▶ [TASK OBJECTIVE]: Pick out each line in the data below that contains the string "flag" and copy those lines in full.

▶ [DATA]:
- - -

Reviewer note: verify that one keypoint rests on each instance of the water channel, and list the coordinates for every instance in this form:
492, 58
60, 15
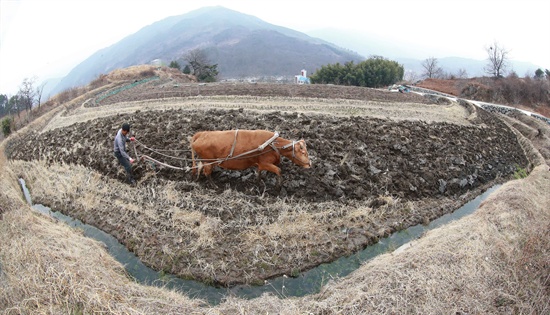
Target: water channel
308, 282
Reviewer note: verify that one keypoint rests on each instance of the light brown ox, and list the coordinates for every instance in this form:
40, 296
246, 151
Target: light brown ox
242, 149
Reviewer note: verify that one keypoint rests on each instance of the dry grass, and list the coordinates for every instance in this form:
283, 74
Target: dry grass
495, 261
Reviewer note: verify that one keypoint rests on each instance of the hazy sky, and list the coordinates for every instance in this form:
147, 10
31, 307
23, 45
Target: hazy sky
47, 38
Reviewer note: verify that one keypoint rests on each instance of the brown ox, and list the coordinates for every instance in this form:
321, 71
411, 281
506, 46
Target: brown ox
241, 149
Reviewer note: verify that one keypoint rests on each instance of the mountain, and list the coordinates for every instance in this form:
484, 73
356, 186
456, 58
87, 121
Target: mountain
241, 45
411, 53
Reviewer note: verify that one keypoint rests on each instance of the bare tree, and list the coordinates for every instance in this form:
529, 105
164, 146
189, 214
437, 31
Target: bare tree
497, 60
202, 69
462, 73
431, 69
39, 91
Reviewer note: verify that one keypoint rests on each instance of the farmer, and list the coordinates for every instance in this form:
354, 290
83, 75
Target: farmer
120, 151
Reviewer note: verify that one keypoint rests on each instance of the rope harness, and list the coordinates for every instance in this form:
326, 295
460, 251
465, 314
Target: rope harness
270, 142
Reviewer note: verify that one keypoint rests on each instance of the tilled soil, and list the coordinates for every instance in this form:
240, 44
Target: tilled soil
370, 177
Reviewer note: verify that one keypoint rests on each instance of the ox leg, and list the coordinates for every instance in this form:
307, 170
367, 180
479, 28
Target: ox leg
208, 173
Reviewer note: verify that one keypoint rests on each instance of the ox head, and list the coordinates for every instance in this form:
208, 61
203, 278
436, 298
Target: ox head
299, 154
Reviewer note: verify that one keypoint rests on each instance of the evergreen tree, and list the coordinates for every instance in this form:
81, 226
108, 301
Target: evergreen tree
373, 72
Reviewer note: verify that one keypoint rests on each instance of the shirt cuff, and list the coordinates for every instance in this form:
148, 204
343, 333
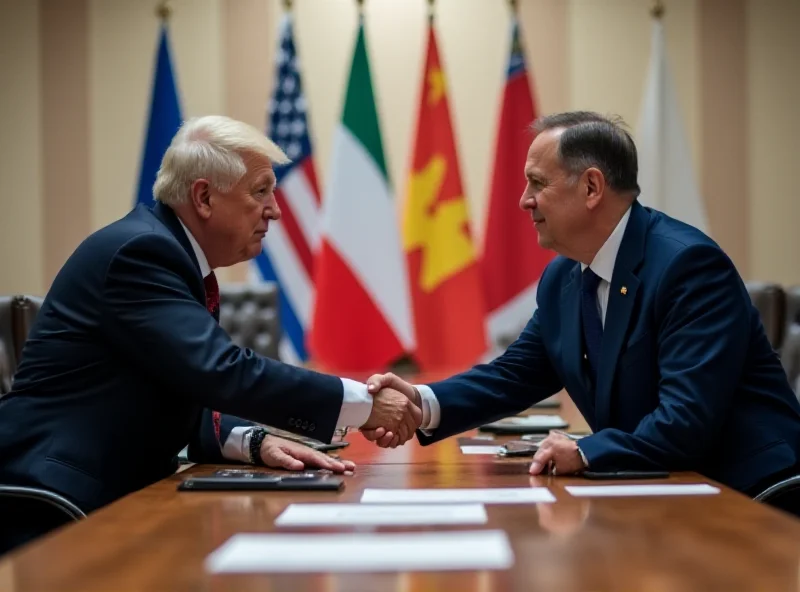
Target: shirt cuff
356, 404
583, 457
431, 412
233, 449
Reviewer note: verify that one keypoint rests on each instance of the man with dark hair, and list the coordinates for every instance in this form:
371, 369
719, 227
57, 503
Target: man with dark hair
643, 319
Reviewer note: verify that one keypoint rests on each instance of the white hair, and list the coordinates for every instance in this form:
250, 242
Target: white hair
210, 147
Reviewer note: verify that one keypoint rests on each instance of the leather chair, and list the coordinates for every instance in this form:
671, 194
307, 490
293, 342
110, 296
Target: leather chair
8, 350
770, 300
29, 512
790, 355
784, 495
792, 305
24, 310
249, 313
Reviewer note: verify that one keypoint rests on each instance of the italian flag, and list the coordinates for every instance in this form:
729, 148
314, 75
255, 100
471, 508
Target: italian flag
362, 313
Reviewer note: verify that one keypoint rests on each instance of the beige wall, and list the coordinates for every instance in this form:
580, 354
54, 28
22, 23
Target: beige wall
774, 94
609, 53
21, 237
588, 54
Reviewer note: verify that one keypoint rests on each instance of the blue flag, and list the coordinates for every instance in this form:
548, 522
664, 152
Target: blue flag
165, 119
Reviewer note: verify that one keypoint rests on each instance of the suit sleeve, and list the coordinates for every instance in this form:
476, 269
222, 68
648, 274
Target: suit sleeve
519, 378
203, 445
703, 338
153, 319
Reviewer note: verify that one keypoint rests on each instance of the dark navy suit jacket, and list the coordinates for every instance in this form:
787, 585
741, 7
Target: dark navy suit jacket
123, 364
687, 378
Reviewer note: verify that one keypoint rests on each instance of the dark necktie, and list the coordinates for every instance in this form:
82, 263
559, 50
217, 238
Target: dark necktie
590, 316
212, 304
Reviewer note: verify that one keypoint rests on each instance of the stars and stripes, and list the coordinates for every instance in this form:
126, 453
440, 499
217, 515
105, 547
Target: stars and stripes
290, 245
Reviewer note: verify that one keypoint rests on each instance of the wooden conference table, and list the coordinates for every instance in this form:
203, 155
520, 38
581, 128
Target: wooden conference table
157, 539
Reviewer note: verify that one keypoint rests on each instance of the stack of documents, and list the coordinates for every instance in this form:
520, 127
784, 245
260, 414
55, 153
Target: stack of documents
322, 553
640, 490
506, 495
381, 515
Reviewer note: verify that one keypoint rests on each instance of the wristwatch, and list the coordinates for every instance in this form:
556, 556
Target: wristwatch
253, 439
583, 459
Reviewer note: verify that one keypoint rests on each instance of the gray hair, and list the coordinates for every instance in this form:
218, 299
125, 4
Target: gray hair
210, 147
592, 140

- - -

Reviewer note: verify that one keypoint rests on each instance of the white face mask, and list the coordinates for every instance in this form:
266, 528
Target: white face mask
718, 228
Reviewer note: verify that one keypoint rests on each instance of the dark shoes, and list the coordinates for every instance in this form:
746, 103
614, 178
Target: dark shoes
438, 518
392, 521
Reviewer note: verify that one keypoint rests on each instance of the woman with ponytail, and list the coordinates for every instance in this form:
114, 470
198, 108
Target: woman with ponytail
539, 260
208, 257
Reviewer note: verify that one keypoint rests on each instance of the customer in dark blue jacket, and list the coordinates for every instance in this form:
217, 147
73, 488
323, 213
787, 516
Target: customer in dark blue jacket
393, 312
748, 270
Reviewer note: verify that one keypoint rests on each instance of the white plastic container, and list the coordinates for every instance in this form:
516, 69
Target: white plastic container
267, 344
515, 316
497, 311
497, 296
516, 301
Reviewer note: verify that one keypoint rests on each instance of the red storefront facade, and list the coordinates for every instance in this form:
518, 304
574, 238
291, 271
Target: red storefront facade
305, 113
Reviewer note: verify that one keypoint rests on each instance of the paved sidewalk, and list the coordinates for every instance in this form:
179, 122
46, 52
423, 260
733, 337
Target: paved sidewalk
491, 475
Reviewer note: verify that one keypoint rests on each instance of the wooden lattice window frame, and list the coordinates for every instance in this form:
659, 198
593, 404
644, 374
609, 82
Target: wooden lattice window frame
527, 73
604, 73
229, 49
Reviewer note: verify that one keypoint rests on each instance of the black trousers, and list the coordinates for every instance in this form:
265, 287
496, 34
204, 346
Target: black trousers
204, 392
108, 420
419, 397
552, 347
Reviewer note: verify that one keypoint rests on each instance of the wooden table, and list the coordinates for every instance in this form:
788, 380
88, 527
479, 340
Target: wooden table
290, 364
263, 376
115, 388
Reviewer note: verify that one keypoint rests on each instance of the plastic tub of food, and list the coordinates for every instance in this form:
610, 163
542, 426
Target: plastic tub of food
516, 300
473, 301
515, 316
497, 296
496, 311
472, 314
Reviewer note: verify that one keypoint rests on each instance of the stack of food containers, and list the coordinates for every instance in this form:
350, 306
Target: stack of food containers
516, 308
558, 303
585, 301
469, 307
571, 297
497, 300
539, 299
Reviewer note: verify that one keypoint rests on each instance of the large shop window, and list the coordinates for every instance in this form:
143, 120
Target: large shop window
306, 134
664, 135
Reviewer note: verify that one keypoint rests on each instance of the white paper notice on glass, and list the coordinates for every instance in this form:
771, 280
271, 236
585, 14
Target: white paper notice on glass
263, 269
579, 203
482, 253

- - -

▶ [FULL RESPONSE]:
Reviewer note: verify that one keypoint rests on each instance of the italian flag, and list the coordinates for every instance in this form:
Target: italian flag
Reviewer note: verify that one keypoint rests on each instance of the blue flag, and list the coordinates for every instance in this form:
Target: blue flag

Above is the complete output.